- **Directions for this task**: A verbatim copy of every entry is required.
'''
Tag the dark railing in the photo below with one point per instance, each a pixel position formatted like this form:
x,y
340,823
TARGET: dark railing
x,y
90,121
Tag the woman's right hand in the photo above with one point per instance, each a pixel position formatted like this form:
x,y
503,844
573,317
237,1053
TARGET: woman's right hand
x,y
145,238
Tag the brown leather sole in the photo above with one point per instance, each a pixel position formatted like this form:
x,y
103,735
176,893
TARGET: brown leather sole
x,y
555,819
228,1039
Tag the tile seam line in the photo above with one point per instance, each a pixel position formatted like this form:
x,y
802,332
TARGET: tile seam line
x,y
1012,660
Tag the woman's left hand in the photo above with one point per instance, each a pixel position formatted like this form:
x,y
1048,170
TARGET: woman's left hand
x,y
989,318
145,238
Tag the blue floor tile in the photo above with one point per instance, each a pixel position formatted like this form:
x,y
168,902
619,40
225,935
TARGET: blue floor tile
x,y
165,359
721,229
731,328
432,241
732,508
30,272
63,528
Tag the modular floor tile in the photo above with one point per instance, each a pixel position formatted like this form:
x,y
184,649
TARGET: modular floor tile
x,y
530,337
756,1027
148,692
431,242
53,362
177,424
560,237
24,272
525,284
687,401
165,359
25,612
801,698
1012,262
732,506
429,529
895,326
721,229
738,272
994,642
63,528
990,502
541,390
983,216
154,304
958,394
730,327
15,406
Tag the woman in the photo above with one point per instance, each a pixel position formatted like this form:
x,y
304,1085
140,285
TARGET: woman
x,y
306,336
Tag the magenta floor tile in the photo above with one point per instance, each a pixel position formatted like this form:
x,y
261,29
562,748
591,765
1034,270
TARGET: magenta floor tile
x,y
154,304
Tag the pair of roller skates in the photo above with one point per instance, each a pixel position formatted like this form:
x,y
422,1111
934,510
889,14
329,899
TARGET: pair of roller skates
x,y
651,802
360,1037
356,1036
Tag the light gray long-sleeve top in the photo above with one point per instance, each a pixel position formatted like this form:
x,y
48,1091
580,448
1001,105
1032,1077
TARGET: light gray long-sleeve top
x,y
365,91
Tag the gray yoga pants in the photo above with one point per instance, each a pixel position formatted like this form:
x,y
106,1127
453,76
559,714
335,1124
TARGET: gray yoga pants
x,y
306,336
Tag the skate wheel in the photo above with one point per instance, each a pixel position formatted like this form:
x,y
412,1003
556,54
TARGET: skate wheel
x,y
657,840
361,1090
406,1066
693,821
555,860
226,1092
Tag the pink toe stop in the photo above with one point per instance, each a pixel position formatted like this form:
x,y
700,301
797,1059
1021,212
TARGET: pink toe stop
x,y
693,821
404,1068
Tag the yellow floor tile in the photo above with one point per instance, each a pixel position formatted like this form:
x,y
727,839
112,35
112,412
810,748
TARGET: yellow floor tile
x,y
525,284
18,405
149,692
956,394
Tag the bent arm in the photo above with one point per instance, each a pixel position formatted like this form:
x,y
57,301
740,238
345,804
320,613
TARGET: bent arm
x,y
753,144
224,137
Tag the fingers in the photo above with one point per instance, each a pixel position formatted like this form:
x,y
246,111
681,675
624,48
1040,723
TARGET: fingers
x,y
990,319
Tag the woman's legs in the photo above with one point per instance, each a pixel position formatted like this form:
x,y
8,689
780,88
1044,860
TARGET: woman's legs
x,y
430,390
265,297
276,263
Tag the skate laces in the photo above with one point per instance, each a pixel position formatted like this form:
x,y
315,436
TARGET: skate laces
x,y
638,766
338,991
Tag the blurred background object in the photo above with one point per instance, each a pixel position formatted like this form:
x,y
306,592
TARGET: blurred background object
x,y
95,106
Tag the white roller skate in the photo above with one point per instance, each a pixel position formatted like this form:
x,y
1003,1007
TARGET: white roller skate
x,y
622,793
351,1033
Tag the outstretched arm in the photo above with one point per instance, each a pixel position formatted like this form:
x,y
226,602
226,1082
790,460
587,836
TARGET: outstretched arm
'''
- **Task solution**:
Tag the dark railing in the photo below with one point per instance, each a pixel position formatted like this form:
x,y
340,823
TARGET: dark railing
x,y
90,121
Tag the woman's right hand in the photo above with one point per instance, each a pixel position formatted like this form:
x,y
503,844
573,317
237,1053
TARGET: woman's right hand
x,y
145,238
Tag the brown leather sole in the photo above with one point per instance, each a pixel position formatted like this form:
x,y
103,735
176,893
TARGET: brown leather sole
x,y
555,819
228,1039
Tag the tile seam line in the photo above with one point per instance, each a pixel position formatted like this form:
x,y
802,332
TARGET: tile seam line
x,y
1012,660
Tag the woman's left hand in the photo above with one point per instance, each a pixel position formatted like this form:
x,y
1048,170
TARGET: woman's left hand
x,y
989,318
145,238
Tag the blue floor tile in the photo above with one point per instance, each a pixel position formatted like this form:
x,y
168,902
619,40
225,935
TARGET: blue floor tile
x,y
165,359
721,229
731,328
432,241
732,508
30,272
63,528
Tag the modular floor tile in the photo above with one point per instance, each a pixel position formatted like this form:
x,y
184,649
TARGET: modular floor tile
x,y
530,337
756,1027
148,692
431,242
53,362
177,424
560,237
24,272
525,284
687,401
165,359
25,612
801,698
1012,262
732,506
429,529
895,326
721,229
738,272
994,642
63,528
990,502
541,390
983,216
154,304
958,394
730,327
15,406
Tag the woman in the photo above with one point per instance, each a pixel position formatted like this form:
x,y
304,1085
140,285
TARGET: woman
x,y
306,336
Tag the magenta floor tile in the photo above with one point per instance, each a pixel position formatted like this form:
x,y
261,29
562,748
591,765
1034,270
TARGET: magenta floor tile
x,y
154,304
Tag the pair of roller skates in the photo above with one point per instance, each a pixel position formatted like this form:
x,y
422,1111
934,510
889,14
329,899
TARGET: pair of roller skates
x,y
651,802
360,1037
356,1036
Tag the light gray long-sleeve top in the photo above with one point per instance, each a pixel position formatted like this form:
x,y
48,1091
580,448
1001,105
1032,1077
TARGET: light gray long-sleeve top
x,y
365,91
Tag the gray yoga pants in the photo above with one point per instance, each a pixel position formatted like this form:
x,y
106,1127
453,76
559,714
335,1124
TARGET: gray yoga pants
x,y
306,336
Tag the skate wheel in the photo above with one point per instance, each a pixel position formatted like this form:
x,y
412,1003
556,54
TARGET: skate wheel
x,y
657,840
361,1090
406,1066
693,821
555,860
226,1092
Tag the pink toe stop in the photo above with one point per instance, each a pixel position formatted like this form:
x,y
700,301
797,1059
1021,212
TARGET: pink toe stop
x,y
693,821
404,1068
Tag the yellow floor tile in the photo above with one point per instance, each a pixel position formatted like this form:
x,y
727,839
112,35
112,412
810,748
TARGET: yellow floor tile
x,y
525,284
18,405
149,692
956,394
Tag the bent arm in the photo above with one point per instance, each a pixel position formatted like this form:
x,y
57,301
740,238
345,804
320,613
TARGET: bent arm
x,y
753,144
224,137
Tag the fingers in the photo above with one point per instance, each a pixel position formatted like this form:
x,y
246,111
681,675
624,48
1040,723
TARGET: fingers
x,y
990,319
Tag the woman's legs in the photo above with one point per instance, each a pixel position formatted like this form:
x,y
8,689
780,88
1044,860
TARGET: woman's legs
x,y
430,390
265,297
276,263
Tag the skate laces in the photo above with one point per instance, each a pixel position formatted like this form:
x,y
315,436
TARGET: skate laces
x,y
638,766
338,991
Tag the blurred background object in the photo above with one point per instance, each a pixel position formatted like this form:
x,y
306,592
TARGET: blurred background object
x,y
95,106
Tag the white roller skate in the photo above with one point per instance, each a pixel position formatted like this form:
x,y
1003,1007
TARGET: white roller skate
x,y
622,793
351,1033
Tag the outstretched arm in the photo above with one point per instance, each a pixel position formatted like this form:
x,y
226,602
226,1082
790,460
587,836
TARGET: outstretched arm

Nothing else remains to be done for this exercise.